Exercise prompt
Report every line of the data where the string "building" appears.

==========

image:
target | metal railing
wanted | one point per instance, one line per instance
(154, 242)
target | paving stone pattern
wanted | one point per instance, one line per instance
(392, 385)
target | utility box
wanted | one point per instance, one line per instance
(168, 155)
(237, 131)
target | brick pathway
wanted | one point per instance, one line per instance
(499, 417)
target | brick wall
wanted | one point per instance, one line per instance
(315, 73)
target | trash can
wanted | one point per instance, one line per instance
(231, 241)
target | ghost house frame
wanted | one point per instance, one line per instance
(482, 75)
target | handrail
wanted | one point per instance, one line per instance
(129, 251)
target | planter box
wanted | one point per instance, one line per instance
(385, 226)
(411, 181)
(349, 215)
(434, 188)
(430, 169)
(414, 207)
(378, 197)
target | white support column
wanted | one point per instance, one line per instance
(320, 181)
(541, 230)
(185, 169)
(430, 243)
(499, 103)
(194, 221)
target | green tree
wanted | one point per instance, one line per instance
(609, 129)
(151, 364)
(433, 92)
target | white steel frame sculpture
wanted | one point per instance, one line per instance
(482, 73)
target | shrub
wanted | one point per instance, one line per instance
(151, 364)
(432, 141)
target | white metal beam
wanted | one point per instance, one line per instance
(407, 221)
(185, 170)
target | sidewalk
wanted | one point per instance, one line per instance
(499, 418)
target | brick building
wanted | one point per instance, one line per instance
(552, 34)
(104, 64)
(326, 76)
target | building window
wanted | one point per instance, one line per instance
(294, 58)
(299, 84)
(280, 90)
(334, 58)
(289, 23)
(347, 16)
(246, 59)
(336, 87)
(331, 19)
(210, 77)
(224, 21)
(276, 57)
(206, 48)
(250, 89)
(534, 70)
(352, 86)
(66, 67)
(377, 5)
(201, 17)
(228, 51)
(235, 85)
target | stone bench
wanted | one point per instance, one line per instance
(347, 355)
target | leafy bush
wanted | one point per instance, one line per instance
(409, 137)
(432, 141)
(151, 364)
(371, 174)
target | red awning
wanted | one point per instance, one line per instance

==========

Solution for this problem
target | brick building
target | building window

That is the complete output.